## Consigne
Recopiez sans rien changer le passage du texte sur les apports du numérique à la création littéraire qui s'ouvre sur les mots contenant « Les apports du » et se clôt sur « temps bien distincts. ».

Les apports du numérique à la création littéraire.
Avant de m’intéresser à la création littéraire sur ordinateur, j’avais des idées assez classiques sur ce qu’était la littérature, à savoir une production écrite que l’on trouve dans un livre que l’on achète dans une librairie ou que l’on emprunte dans une bibliothèque.
Le fait de m’être, par un certain nombre de hasards, trouvé devant un ordinateur, et disposant d’un certain nombre de logiciels faciles à utiliser a radicalement changé ma façon de voir les choses. C’est ce que je vais essayer de vous faire partager.
Jusqu’aux début des années 80, l’organisation matérielle et économique de la littérature n’avait guère changé depuis plusieurs siècles.
Ce que l’on appelle la littérature se constituait en trois temps bien distincts.
Dans un premier, l’écrivant produisait une œuvre sur parchemin ou sur papier. Dans un second temps, des agents de publication (qu’il s’agisse directement d’imprimeurs, ou de journaux ou d’intermédiaires appelés éditeurs) se chargeaient de porter cette production scripturale à la connaissance d’un public. Et dans un troisième temps, les lecteurs lisaient cette œuvre, sans pouvoir la modifier.
Selon l’état de fortune des écrivants, ou leur inscription dans un courant de pensée suffisamment fort, ou encore leurs talents, ils payaient ou étaient payés pour être publiés.
La diffusion de la littérature suivait une succession obligée, qui éloignait parfois de plusieurs années le moment de l’écriture de celui de la lecture. Au cours du XIX° siècle surtout, la profession d’éditeur s’est constituée comme agent économique essentiel du monde de la littérature, jusqu’à forger l’idée même de ce qu’est la littérature.
A l’orée des années 80, une révolution technologique est venue bouleverser cet état de fait : le minitel.
Ecriture immédiate, le Minitel
Que s’est-il passé exactement avec le précurseur de l’Internet ?

## Données fournies

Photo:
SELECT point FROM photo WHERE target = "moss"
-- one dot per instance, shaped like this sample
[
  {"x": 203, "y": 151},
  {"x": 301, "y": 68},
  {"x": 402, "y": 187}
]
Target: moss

## Réponse attendue
Les apports du numérique à la création littéraire.
Avant de m’intéresser à la création littéraire sur ordinateur, j’avais des idées assez classiques sur ce qu’était la littérature, à savoir une production écrite que l’on trouve dans un livre que l’on achète dans une librairie ou que l’on emprunte dans une bibliothèque.
Le fait de m’être, par un certain nombre de hasards, trouvé devant un ordinateur, et disposant d’un certain nombre de logiciels faciles à utiliser a radicalement changé ma façon de voir les choses. C’est ce que je vais essayer de vous faire partager.
Jusqu’aux début des années 80, l’organisation matérielle et économique de la littérature n’avait guère changé depuis plusieurs siècles.
Ce que l’on appelle la littérature se constituait en trois temps bien distincts.